### Texte de la page
········
Chapitre 1 : partie théorique
Le langage humain est très différent du langage
animal : d'une part la communication humaine est symbolique et grammaticale,
d'autre part un humain peut apprendre différentes langues, même
à l'âge adulte. Cette capacité qu'a l'homme de parler
plusieurs langues fascine les chercheurs dans de nombreux domaines : les
sociolinguistes ont été les premiers à travailler dans ce
domaine, avec une approche sociale et culturelle du bilinguisme, à
travers l'étude des contacts de langue. Cette recherche sur cette
faculté à apprendre plusieurs langues s'est étendue dans
le domaine la didactique, c'est-à-dire l'enseignement des langues
étrangères pour l'adulte et plus généralement celui
de la linguistique.
········
Reproduisez sans rien changer le passage du texte sur le langage humain qui commence aux mots « Chapitre 1 : partie » et s'arrête après « de la linguistique. ».

### Données fournies
········
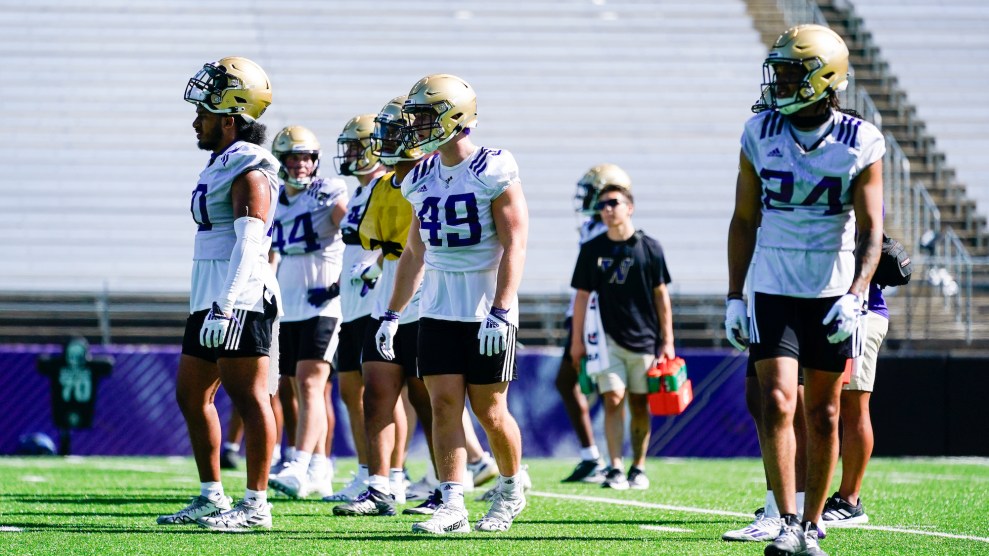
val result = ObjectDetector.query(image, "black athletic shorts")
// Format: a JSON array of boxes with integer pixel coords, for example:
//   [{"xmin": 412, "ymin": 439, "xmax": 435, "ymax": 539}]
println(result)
[
  {"xmin": 278, "ymin": 316, "xmax": 339, "ymax": 376},
  {"xmin": 749, "ymin": 293, "xmax": 853, "ymax": 373},
  {"xmin": 361, "ymin": 319, "xmax": 419, "ymax": 378},
  {"xmin": 182, "ymin": 292, "xmax": 278, "ymax": 363},
  {"xmin": 419, "ymin": 318, "xmax": 518, "ymax": 384},
  {"xmin": 336, "ymin": 315, "xmax": 377, "ymax": 373}
]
········
### Corrigé de l'exercice
Chapitre 1 : partie théorique
Le langage humain est très différent du langage
animal : d'une part la communication humaine est symbolique et grammaticale,
d'autre part un humain peut apprendre différentes langues, même
à l'âge adulte. Cette capacité qu'a l'homme de parler
plusieurs langues fascine les chercheurs dans de nombreux domaines : les
sociolinguistes ont été les premiers à travailler dans ce
domaine, avec une approche sociale et culturelle du bilinguisme, à
travers l'étude des contacts de langue. Cette recherche sur cette
faculté à apprendre plusieurs langues s'est étendue dans
le domaine la didactique, c'est-à-dire l'enseignement des langues
étrangères pour l'adulte et plus généralement celui
de la linguistique.